TASKS AND EXERCISES:
**a.** Translate this sentence from the quotes into Spanish: "Flirting is cheating's ugly cousin Buddy, I am not a cheater."
**b.** Reproduce word for word everything in the quotes from "Dave Buznik: Flirting" down to "with a friend named Andrea.".

PROVIDED PASSAGE:
____________________

Dr. Buddy Rydell: Jibber jabber jibber jabbering, mumbo jumbo, denial, key-key-key-key-key-key!
Buddy: Take off your clothes, I have a relaxing technique I want to show you, it will be good for you.
David: You wanna see me naked Buddy?
Buddy: Are you a homophobe Dave?
David: No, I'm a pulling-out-my-penis-in-front-of-you-aphobe.
Linda: How 'bout a kiss?
Dr. Buddy Rydell: I'd love a kiss.
Dave Buznik: I think she's talkin' to me. And, uh, I think I can handle it.
Dave Buznik: Five hour drive to find out mommy had a jelly bean removed from her nose... Glad I missed work. Can we eat now?
[fleeing the monastery]
Dr. Buddy Rydell: You kicked some serious monk-ass there, baby!
Chuck: What, do you think you're better than me, 'cause you got both your nuts?
Chuck: You come down here before the black wolf swallows my brain! AAAAAAHHHHHHHHHH!
Dave Buznik: [to Linda] I want to have children with you! Children! With your eyes and your lips and my... last name! That's all I want.
Dave Buznik: Why couldn't you have told her something else? I was at the bank! I was at the store! I ate bad guacamole and couldn't stop shitting! Any of those things would have been *fine*!
Dave Buznik: Flirting is cheating's ugly cousin Buddy, I am not a cheater.
[Dave is on the phone with his lawyer when a female co-worker walks into the stall Dave is sitting in]
Dave Buznik: Hi Nancy.
Nancy: What are you doing in the ladies room Dave?
Dave Buznik: I heard you have cleaner seats than we do, so I wanted to see for myself.
Nancy: Not after I'm through with them.
Dave Buznik: Look everybody, Pana Banana's got a heinie! He's got a heinie!
Dr. Buddy Rydell: She said she was going out with a friend named Andrea.
Dave Buznik: She doesn't have a friend named Andrea. Did she say Andrew?
Dr. Buddy Rydell: Oh, ah, yes Andrew... the testicle with legs.

____________________

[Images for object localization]

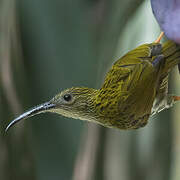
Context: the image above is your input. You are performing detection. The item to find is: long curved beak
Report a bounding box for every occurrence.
[5,102,56,132]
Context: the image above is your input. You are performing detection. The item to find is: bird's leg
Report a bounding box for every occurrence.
[172,96,180,101]
[154,32,164,43]
[151,94,180,116]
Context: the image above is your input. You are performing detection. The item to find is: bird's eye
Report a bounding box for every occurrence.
[63,94,72,102]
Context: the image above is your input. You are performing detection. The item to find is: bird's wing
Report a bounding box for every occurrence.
[103,43,162,91]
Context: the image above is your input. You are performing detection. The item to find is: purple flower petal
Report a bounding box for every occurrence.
[151,0,180,44]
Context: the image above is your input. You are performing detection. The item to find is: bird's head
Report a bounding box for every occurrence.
[6,87,98,131]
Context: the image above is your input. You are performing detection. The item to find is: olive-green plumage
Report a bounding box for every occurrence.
[6,41,180,130]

____________________

TASK-BY-TASK SOLUTIONS:
**a.** Coquetear es el primo feo de la infidelidad, Buddy; yo no soy infiel.

**b.**
Dave Buznik: Flirting is cheating's ugly cousin Buddy, I am not a cheater.
[Dave is on the phone with his lawyer when a female co-worker walks into the stall Dave is sitting in]
Dave Buznik: Hi Nancy.
Nancy: What are you doing in the ladies room Dave?
Dave Buznik: I heard you have cleaner seats than we do, so I wanted to see for myself.
Nancy: Not after I'm through with them.
Dave Buznik: Look everybody, Pana Banana's got a heinie! He's got a heinie!
Dr. Buddy Rydell: She said she was going out with a friend named Andrea.